══ PAGINAFRAGMENT

Stephan Maas (39) was vier jaar beherend apotheker in Baarn. "Uitsluitend ‘pillendraaier’ is de apotheker al lang niet meer. Natuurlijk vormt de farmacie de basis, maar de meerwaarde zit ‘m in ‘zorg’. En handig is een flinke snuf ondernemersgeest."
Mijn opa kreeg een hartinfarct, toen ik tiener was. Hij moest vervolgens zoveel medicijnen slikken dat ik gefascineerd was; hoe was het mogelijk dat al die pillen hem op de been hielden? Een ander familielid was apotheekhoudend huisarts. Ook dat triggerde mij: een mooie combinatie van patiënten helpen, medicijnen voorschrijven én een eigen onderneming. Voor mij waren het redenen om in 1999 naar Utrecht te gaan; ik wilde farmacie studeren.

════
══ GEGEVEN INFORMATIE

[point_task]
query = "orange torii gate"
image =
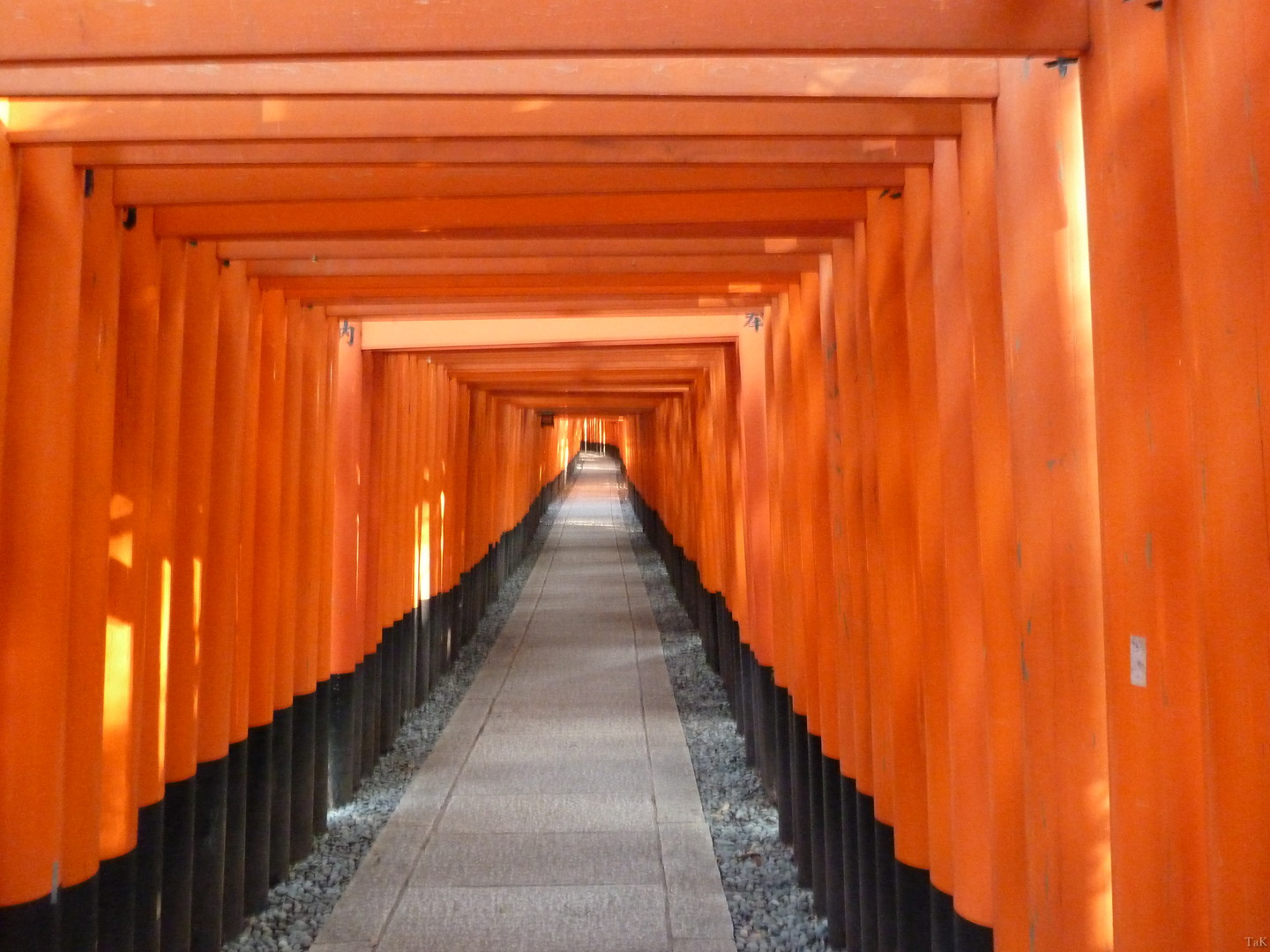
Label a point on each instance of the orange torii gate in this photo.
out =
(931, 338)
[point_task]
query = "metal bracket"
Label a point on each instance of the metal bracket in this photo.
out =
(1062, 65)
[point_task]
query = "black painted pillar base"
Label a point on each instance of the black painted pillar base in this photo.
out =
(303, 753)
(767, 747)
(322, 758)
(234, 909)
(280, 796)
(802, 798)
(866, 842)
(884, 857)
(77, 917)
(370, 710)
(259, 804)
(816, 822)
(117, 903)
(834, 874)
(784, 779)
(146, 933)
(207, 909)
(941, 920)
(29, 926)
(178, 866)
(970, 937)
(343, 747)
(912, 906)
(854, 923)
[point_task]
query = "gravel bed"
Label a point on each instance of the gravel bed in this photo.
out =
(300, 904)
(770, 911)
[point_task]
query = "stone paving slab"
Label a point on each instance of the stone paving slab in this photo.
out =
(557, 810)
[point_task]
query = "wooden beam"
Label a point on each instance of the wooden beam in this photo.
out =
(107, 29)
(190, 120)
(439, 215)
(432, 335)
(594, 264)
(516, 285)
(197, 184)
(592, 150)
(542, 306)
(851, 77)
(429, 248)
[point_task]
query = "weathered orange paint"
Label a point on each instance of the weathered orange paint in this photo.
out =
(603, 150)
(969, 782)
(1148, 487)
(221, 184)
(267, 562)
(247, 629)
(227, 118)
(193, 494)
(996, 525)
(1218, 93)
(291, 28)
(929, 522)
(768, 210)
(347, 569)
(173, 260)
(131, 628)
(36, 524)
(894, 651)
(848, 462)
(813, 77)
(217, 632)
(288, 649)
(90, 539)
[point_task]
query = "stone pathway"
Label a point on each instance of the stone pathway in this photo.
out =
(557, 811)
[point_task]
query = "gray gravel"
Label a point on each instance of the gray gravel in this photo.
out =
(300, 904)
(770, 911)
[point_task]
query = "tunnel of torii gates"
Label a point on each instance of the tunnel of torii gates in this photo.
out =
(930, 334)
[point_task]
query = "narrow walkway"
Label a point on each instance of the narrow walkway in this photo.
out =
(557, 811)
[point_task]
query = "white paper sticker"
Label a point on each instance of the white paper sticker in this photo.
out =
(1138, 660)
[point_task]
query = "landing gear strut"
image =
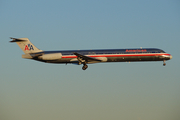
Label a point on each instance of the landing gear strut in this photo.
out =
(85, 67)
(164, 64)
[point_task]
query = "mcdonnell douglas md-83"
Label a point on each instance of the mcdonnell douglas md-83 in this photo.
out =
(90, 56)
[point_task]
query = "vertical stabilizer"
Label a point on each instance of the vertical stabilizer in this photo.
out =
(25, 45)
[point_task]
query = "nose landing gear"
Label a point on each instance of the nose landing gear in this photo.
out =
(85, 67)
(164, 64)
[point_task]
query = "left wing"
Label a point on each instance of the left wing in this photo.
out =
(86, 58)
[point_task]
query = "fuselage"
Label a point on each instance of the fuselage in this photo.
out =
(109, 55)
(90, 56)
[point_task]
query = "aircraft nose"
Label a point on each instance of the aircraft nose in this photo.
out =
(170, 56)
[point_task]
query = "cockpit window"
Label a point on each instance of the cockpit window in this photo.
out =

════

OPDRACHT
Neem uit het stuk over de apotheker letterlijk over: begin bij de woorden met "Stephan Maas (39)" en stop na "wilde farmacie studeren.". Gebruik alleen het stuk over de apotheker.

UITKOMST
Stephan Maas (39) was vier jaar beherend apotheker in Baarn. "Uitsluitend ‘pillendraaier’ is de apotheker al lang niet meer. Natuurlijk vormt de farmacie de basis, maar de meerwaarde zit ‘m in ‘zorg’. En handig is een flinke snuf ondernemersgeest."
Mijn opa kreeg een hartinfarct, toen ik tiener was. Hij moest vervolgens zoveel medicijnen slikken dat ik gefascineerd was; hoe was het mogelijk dat al die pillen hem op de been hielden? Een ander familielid was apotheekhoudend huisarts. Ook dat triggerde mij: een mooie combinatie van patiënten helpen, medicijnen voorschrijven én een eigen onderneming. Voor mij waren het redenen om in 1999 naar Utrecht te gaan; ik wilde farmacie studeren.